── INPUT ROWS ──
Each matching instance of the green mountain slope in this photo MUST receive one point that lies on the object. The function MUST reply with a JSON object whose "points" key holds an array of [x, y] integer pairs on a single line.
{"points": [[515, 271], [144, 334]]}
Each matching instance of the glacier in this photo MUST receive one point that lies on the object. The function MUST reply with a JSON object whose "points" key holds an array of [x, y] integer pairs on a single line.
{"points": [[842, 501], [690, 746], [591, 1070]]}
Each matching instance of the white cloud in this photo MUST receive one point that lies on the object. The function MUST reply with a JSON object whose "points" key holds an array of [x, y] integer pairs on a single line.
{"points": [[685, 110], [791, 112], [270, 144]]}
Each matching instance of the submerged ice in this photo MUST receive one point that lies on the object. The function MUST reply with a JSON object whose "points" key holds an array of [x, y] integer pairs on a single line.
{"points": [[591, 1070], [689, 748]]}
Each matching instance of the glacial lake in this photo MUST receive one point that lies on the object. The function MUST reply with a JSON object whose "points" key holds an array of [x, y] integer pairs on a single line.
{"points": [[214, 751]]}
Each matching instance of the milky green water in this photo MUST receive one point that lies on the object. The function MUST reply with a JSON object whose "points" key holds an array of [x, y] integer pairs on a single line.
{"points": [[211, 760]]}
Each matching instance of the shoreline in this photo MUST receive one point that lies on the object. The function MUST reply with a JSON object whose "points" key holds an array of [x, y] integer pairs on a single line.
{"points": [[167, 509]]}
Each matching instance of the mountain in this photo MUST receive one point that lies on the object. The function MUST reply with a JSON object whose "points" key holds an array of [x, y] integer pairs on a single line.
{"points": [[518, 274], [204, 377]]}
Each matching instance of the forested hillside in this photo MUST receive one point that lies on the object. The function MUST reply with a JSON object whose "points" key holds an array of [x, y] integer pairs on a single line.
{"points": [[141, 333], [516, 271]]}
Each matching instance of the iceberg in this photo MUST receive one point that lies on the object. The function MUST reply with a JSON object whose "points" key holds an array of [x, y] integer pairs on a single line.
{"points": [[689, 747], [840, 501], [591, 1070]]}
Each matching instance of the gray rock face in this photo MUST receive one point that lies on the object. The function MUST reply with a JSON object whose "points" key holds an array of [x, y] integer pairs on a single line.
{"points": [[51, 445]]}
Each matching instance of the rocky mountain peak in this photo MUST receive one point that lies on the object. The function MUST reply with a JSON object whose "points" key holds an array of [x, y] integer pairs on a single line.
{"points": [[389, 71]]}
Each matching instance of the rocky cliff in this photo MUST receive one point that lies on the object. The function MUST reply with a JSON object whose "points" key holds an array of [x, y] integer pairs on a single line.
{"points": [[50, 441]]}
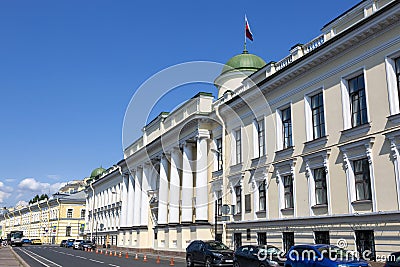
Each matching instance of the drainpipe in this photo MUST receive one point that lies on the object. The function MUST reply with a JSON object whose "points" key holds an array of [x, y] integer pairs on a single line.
{"points": [[48, 221], [224, 185], [58, 218], [120, 195], [93, 205], [30, 221]]}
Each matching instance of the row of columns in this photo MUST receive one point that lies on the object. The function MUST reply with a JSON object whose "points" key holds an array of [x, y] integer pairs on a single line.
{"points": [[174, 197], [180, 196]]}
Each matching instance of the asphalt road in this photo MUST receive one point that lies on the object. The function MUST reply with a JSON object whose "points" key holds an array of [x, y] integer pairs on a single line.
{"points": [[53, 256]]}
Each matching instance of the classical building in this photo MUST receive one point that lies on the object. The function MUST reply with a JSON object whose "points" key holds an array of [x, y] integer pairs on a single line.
{"points": [[303, 150], [53, 220]]}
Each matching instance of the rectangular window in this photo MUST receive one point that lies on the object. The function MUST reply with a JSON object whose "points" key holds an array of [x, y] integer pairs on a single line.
{"points": [[262, 197], [358, 102], [261, 137], [219, 203], [68, 231], [320, 186], [287, 128], [237, 239], [365, 241], [238, 193], [247, 203], [219, 153], [261, 239], [69, 213], [397, 65], [362, 179], [318, 119], [238, 146], [288, 240], [322, 237], [288, 189]]}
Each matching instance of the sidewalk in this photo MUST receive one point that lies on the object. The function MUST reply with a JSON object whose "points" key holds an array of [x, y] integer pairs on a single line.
{"points": [[10, 259]]}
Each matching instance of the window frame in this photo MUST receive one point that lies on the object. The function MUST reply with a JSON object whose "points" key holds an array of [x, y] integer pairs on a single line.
{"points": [[365, 181], [289, 193], [238, 194], [238, 145], [323, 188], [262, 198], [70, 213], [287, 140], [320, 111], [218, 145], [358, 99]]}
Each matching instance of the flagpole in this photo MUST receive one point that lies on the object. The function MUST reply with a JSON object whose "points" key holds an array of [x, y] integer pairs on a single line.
{"points": [[245, 21]]}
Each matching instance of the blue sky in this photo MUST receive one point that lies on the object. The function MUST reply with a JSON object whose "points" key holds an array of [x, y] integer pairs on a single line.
{"points": [[68, 70]]}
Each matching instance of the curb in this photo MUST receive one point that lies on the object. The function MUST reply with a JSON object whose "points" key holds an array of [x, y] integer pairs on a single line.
{"points": [[19, 259]]}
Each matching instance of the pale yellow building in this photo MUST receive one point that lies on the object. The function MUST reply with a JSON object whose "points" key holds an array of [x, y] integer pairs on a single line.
{"points": [[51, 221], [303, 150]]}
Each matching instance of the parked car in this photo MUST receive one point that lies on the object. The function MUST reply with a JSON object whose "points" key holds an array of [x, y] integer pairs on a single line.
{"points": [[393, 260], [70, 243], [87, 244], [76, 243], [262, 256], [36, 241], [321, 256], [26, 241], [208, 253]]}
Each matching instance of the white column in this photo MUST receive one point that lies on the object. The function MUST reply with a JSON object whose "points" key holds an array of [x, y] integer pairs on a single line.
{"points": [[201, 180], [124, 200], [187, 183], [144, 212], [174, 187], [138, 197], [131, 199], [163, 191]]}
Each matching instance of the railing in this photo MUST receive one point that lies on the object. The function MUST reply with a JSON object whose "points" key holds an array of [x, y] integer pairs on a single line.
{"points": [[284, 62], [313, 44]]}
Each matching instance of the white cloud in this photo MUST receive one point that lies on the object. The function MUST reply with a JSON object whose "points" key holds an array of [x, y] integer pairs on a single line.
{"points": [[29, 187], [26, 190], [3, 196]]}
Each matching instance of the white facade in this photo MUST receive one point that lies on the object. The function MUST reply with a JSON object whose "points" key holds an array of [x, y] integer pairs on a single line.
{"points": [[308, 155]]}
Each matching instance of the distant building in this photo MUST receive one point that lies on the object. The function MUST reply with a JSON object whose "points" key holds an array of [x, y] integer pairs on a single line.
{"points": [[53, 220], [309, 155]]}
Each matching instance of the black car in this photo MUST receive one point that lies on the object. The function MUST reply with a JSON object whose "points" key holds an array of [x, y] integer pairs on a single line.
{"points": [[208, 253], [86, 245], [393, 260], [260, 256]]}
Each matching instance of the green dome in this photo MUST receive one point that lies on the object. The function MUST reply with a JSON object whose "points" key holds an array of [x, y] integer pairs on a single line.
{"points": [[97, 172], [244, 62]]}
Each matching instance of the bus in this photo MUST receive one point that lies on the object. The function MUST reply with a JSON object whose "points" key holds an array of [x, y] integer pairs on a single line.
{"points": [[14, 238]]}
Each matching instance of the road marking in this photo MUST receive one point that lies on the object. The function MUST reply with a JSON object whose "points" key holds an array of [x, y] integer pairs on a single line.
{"points": [[30, 255], [81, 257], [96, 261]]}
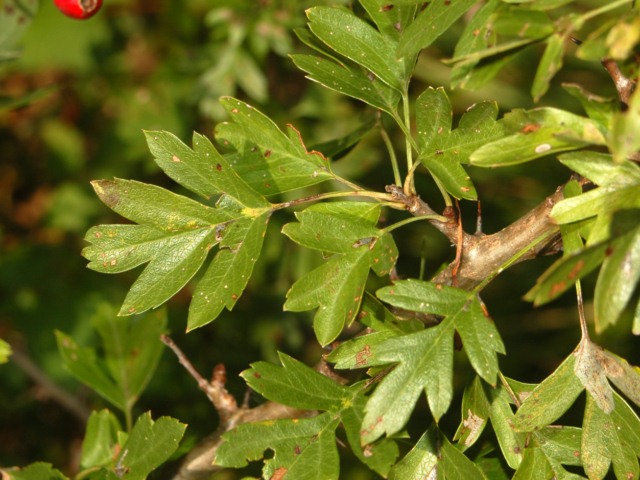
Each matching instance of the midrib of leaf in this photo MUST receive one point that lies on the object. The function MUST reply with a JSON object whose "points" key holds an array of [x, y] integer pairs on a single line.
{"points": [[122, 372]]}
───
Leave out the pictures and reproduce the rest of the listing exactly.

Each matching instance of the green mountain slope in this photo MUST receive one point that lies on the object. The function MUST reply with a JSON object whose "points" key holds an array of [x, y] integer pairs on a single line.
{"points": [[515, 271], [144, 334]]}
Each matching instance of the glacier in this photo MUST receive one point that lies on the object. The function MUST reply with a JSON object whose "points" key holds an array of [x, y] integer pairs on a single line.
{"points": [[842, 501], [690, 746], [591, 1070]]}
Each matching instance of the white cloud in this photo MUST receive one point that lies on the object. The function MUST reply with a JSON object whose "points" key holds an array of [x, y] integer pairs on a single line.
{"points": [[685, 110], [791, 112], [270, 144]]}
Each matching instance of the submerged ice in this photo MUST receive one point that lies on the object. The function MUST reply with a JSON object whose "points" key holds an array of [x, y] integer pairs on a single line.
{"points": [[591, 1070], [689, 748]]}
Each matching instance of the glacial lake in this photo MUST receive one point that lies on the object. The function MUST reply with a JSON object whose "points" key holds an array of [x, y] integer pairs on a single line.
{"points": [[214, 751]]}
Each matching instance of the milky green water in this photo MUST receive one point that lies on the object. The function MUST reply with a JSON object whose "points" key holds an array of [x, y] integer pairs on a single line.
{"points": [[211, 760]]}
Each matching instance of the shoreline in this photo MUST receive one point that lies on the object. The function MUST reply with a JSON object whose "points" key holds an array of [x, y] integer pairs on a single line.
{"points": [[167, 509]]}
Each matching instance of the mountain in this photo MUST receive one point that lies on the object. The function MUST reply with a JSON object whose "points" key holds an array of [x, y] integer pairs on a single line.
{"points": [[518, 274], [204, 377]]}
Each matching instance of the forested hillside in this photo MUST receive one point that lies on the object. The function MUST reply with a JSON object whose "points" key holds an array of [x, y] integer pairs on a single line.
{"points": [[141, 333], [516, 271]]}
Each matching instance of the iceberg in this photo MUST receive one point that lies on the object. The function MUST reply with a JSON object whose "points" key holds an array of [x, y] integer pairs on a single line.
{"points": [[689, 747], [840, 501], [591, 1070]]}
Each matching instance of the gray rock face in this photo MUST receive one point that lies on the object. The function MUST reply with a JSON object whose "points" key holds an array of [x, y] integer pairs on a single line.
{"points": [[51, 445]]}
Each matching instance of the rocky mountain peak in this photo MUST receive one point that lies on the object. The function MUST reply with a JSON object whose "points" key holds an array of [x, y] integer pairs on a single line.
{"points": [[389, 71]]}
Each matching instance of the rocky cliff in this photo MUST receive one point that lies on the object. The function MUST reply with a JSON object whose "points" key holds an array of [x, y] integer pairs on a single line.
{"points": [[50, 441]]}
Each matching instance of the drainpipe in this photo MUST receive one point that lies on the object. The function MUST reply with a JSON object whose "points" key holds an array of [x, y] integer pairs on a single line.
{"points": [[48, 221], [224, 185], [58, 218], [120, 195], [93, 205], [30, 221]]}
Each matching instance of the row of columns in this photo MUST receive one point that lies on the object. The function MUST reply with a JSON object whose "points" key holds an array of [x, y] integer pairs on a single line.
{"points": [[174, 197], [180, 196]]}
Each matching instance of the asphalt road in this photo MUST receive one point that lies on the object. The function MUST reply with a JSON object whose "points" key holds an array of [x, y] integer pairs on a single line.
{"points": [[53, 256]]}
Each matching instance of the classical building in this photo MUST receive one point that lies on the object. The function MUST reply with a JSON object whose "points" key holds an array of [x, y] integer pairs on a single line.
{"points": [[303, 150], [53, 220]]}
Each matching instance of the rectangular window in this photo MUST receive one point that lies on the object. The function MUST reply with a JSON object whose "points" key holds an array of [x, y] integer pairs on a single line.
{"points": [[262, 197], [358, 102], [261, 137], [219, 203], [68, 231], [320, 186], [287, 128], [237, 239], [365, 241], [238, 193], [247, 203], [219, 153], [261, 239], [69, 213], [397, 65], [362, 179], [318, 119], [238, 146], [288, 240], [322, 237], [288, 189]]}
Each matching instance of the sidewalk in this photo MUST receive one point that lies on the object. The function MUST reply with a JSON object whose "points" key holds an array of [x, y] integer pairs on a single line.
{"points": [[10, 259]]}
Each matching instance of the window frame in this photo MUST receive one point that lies on the object. The function MUST reply with a JSON object whose "points" key holds an array of [x, y] integer pairs on a single line.
{"points": [[365, 181], [289, 193], [238, 194], [238, 145], [323, 188], [262, 198], [70, 213], [287, 140], [320, 111], [218, 145], [358, 99]]}
Each matching instance of the flagpole in this photo MUST receive one point that lies on the object. The function MUST reply with a JSON object whose "points" key holds an array of [x, y] integer pairs on a single line.
{"points": [[245, 21]]}
Each matching instance of the blue sky in this photo MUST receive one point that lies on the object. The function MUST reply with a JSON object whose "points" key holds an array of [x, y] integer pairs on a single line.
{"points": [[68, 70]]}
Each matching instance of the curb in this photo MUST receive one point that lies on the object. The function MUST reply with a JSON object whose "points" key holds an array of [x, y] integer pairs on a single line.
{"points": [[19, 259]]}
Each matching instance of the pale yellow building in this photo MUST receive one point that lies on the object. The function MUST reply with a JSON object whose "points" key holds an array of [x, y] integer pairs on a single line.
{"points": [[51, 221], [303, 150]]}
Each matching instance of the parked car in this photo MUST receive one point that lies on the object. The function MUST reply with a JSON object whose "points" key holds an array of [x, y] integer pairs on a single line.
{"points": [[393, 260], [70, 243], [87, 244], [76, 243], [262, 256], [36, 241], [321, 256], [26, 241], [208, 253]]}
Each matching instance of the white column in this photo MUST receive one point that lies on the object. The function MUST reply with a JSON object whose "points" key holds an array of [x, y] integer pairs on a single line.
{"points": [[201, 180], [124, 200], [187, 183], [144, 212], [174, 187], [138, 197], [131, 199], [163, 191]]}
Each matching instance of the railing in this photo MUST receive one point that lies on the object. The function MUST reply with a JSON object whose "points" key holds an array of [x, y] integer pairs on a single line.
{"points": [[284, 62], [313, 44]]}
Each matching instance of the white cloud in this photo MUST receive one point that lies on the object. The function MUST reply with a JSON object whose "points" key holds an array of [x, y] integer pairs on a single line.
{"points": [[29, 187], [26, 190], [3, 196]]}
Each matching instance of the white facade in this photo MUST receive one point that lies on the object. The function MUST reply with a JSON object whose "points" key holds an array of [x, y] integer pairs on a single line.
{"points": [[308, 155]]}
Each matching instance of the distant building in this photo MUST receive one point that lies on the object. The function MUST reply with a JSON object whose "points" key holds an array of [x, y] integer pairs on a single line.
{"points": [[53, 220], [309, 155]]}
Each matching instance of the black car in this photo MUST receive one point that lies on the object. The function MUST reply with a JSON object whose "points" key holds an array of [x, y] integer pairs on a single line.
{"points": [[208, 253], [86, 245], [393, 260], [260, 256]]}
Each matching instance of the green dome in this photo MUST receive one point that lies on the object. The function MUST reply with a JSON object whose "points" key holds an array of [x, y] integer pairs on a single line.
{"points": [[97, 172], [244, 62]]}
Each matching instance of the bus in this photo MUST receive one point that lies on the object. The function MUST reply with a JSON object whose "points" key holds an array of [x, y] integer pairs on a single line.
{"points": [[14, 238]]}
Each matching instance of the road marking in this photo MUST receive one point that lies on the object. The function MUST reply with a JSON object whose "points" key holds an array of [x, y] integer pairs on a single line.
{"points": [[30, 255], [81, 257], [96, 261]]}
Each matching instance of the midrib of leaf in this photo MUST receive one point that lies on the object. The function MUST reply with a JSON object whose "points" key holds an array of [x, y] integer pairs on a single line.
{"points": [[122, 372]]}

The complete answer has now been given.